- _What you should do_: Look through the entries below, please, and copy every line with the word "cluster".

==== Data ====

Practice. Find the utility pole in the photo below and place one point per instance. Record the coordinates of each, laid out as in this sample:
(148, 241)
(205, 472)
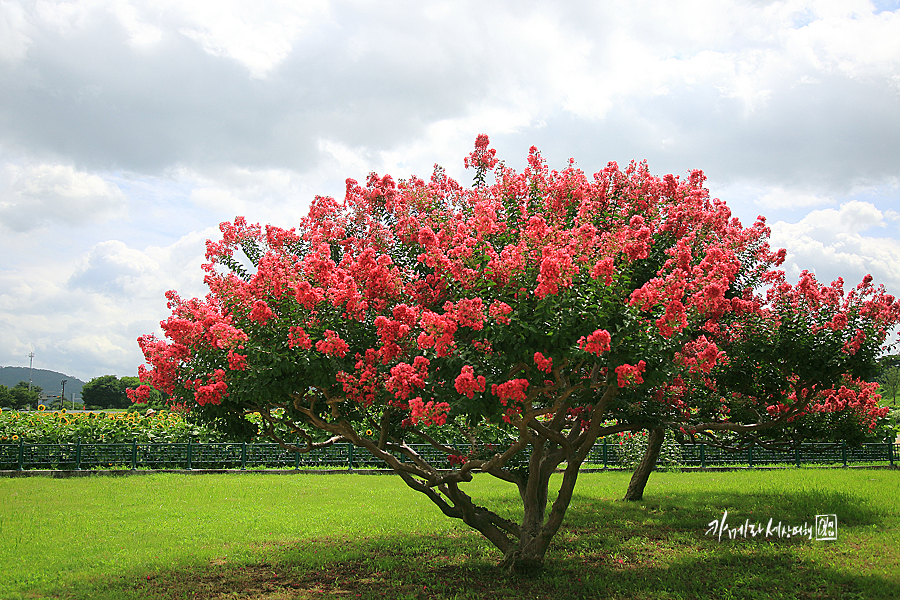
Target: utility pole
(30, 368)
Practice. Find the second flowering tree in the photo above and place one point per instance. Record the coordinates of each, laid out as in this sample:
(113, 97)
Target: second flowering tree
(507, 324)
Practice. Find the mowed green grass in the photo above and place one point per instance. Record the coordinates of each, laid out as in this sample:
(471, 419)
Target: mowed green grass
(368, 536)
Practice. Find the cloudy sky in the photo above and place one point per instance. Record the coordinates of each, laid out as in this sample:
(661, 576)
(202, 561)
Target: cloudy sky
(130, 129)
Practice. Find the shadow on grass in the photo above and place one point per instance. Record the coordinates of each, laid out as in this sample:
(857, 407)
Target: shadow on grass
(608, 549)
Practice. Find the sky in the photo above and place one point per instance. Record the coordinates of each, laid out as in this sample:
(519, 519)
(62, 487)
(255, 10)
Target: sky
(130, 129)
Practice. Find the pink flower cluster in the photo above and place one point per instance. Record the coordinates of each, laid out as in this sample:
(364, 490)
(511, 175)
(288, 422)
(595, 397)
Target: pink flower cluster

====
==== Data ====

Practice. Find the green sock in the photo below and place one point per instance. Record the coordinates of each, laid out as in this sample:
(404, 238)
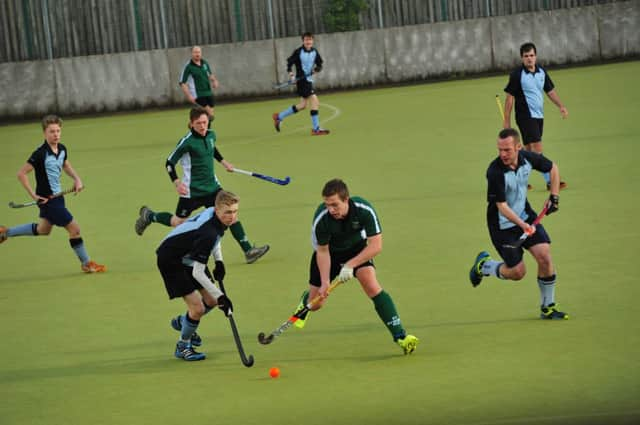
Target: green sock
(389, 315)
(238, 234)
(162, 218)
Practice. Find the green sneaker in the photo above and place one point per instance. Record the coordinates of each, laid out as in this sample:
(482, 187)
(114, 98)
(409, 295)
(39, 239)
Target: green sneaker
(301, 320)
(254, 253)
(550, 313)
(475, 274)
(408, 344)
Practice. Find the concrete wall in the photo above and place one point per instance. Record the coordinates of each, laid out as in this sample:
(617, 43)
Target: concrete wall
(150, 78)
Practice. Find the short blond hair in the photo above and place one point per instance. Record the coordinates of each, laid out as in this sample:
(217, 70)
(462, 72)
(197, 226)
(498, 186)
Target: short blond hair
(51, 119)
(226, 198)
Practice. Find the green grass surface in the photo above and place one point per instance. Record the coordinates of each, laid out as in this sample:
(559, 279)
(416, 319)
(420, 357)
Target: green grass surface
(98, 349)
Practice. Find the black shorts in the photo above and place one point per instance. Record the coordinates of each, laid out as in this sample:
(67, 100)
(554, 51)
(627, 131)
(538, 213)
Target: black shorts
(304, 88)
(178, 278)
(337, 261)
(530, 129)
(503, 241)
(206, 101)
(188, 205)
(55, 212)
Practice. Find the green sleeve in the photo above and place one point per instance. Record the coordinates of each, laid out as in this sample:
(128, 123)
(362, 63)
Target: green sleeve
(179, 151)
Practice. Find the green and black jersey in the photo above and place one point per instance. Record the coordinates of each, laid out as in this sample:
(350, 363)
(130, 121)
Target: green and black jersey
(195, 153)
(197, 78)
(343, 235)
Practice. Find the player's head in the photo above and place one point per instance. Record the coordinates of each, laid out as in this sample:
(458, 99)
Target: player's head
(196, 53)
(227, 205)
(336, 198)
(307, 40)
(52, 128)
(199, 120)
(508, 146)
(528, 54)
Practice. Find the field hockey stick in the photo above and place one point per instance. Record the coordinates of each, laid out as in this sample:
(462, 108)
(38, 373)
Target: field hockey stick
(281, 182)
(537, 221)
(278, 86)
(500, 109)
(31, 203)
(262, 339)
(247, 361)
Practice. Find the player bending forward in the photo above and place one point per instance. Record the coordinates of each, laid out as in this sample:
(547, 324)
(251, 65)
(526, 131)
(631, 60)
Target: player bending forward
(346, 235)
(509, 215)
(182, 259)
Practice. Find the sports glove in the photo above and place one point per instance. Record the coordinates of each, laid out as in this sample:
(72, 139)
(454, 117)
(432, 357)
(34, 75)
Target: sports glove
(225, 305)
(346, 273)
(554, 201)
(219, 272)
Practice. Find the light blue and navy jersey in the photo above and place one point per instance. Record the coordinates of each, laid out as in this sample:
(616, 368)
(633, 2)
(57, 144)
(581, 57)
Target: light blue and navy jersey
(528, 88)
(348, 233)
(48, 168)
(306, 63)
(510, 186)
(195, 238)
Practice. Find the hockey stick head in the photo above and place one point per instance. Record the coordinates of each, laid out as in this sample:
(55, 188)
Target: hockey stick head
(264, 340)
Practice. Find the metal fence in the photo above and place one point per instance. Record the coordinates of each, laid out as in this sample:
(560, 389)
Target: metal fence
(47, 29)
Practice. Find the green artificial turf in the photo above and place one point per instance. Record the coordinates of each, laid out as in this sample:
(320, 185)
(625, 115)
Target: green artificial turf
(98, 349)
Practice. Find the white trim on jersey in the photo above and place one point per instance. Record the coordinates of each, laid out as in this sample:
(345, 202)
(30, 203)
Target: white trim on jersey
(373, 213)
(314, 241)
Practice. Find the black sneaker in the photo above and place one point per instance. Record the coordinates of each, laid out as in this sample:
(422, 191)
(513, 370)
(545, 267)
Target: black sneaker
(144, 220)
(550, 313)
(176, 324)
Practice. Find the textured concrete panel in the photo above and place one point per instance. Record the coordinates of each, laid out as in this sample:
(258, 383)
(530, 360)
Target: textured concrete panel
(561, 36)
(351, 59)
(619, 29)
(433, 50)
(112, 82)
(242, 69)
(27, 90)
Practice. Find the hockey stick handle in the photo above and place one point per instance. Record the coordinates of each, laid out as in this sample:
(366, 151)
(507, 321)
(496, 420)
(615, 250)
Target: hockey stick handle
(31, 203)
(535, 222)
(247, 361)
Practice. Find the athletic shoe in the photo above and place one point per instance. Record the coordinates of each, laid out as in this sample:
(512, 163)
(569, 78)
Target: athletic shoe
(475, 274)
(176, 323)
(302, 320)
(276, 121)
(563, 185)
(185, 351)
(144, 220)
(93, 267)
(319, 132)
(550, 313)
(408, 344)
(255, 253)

====
==== Data ====

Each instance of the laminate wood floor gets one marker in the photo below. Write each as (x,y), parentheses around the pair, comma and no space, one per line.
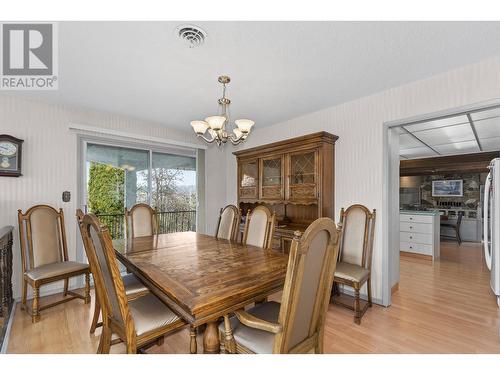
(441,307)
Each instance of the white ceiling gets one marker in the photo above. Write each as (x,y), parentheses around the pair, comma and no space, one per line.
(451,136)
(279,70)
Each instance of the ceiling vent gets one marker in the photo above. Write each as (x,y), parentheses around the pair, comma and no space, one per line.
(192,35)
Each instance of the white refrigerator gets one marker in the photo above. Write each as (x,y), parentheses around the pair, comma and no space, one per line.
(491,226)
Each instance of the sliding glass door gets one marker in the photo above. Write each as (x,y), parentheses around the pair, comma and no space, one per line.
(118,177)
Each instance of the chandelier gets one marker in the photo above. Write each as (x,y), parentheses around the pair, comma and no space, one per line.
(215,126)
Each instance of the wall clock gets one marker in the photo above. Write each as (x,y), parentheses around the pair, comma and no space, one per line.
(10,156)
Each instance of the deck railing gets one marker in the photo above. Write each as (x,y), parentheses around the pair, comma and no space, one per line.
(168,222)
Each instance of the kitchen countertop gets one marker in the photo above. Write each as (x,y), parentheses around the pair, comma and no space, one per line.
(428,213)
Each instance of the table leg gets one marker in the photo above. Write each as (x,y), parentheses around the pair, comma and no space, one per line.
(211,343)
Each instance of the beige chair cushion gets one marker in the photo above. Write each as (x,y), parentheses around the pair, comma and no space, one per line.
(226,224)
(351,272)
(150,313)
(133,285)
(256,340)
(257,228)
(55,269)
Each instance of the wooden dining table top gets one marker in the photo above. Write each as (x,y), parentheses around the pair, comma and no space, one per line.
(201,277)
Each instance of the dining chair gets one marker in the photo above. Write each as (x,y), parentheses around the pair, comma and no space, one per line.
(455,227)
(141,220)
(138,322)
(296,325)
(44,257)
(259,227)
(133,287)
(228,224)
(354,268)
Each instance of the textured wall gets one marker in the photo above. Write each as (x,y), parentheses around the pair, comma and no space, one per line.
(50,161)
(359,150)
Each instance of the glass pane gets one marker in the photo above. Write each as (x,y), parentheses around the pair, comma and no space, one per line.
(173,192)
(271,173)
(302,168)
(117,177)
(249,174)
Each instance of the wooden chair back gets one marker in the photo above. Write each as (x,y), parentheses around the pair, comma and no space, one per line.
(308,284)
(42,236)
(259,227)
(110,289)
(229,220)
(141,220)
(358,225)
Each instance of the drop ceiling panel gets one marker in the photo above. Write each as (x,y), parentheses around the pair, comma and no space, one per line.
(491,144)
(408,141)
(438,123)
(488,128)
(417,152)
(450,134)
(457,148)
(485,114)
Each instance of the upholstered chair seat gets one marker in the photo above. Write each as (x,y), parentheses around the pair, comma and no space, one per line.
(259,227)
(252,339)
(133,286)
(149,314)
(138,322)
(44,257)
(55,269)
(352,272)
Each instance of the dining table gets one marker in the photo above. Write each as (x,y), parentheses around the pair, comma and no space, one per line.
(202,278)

====

- _Completed exercise_:
Practice. Find the pink flower cluster in the photo above and place one point per instance. Record the coordinates of each, laid out as in this sample:
Target: pink flower cluster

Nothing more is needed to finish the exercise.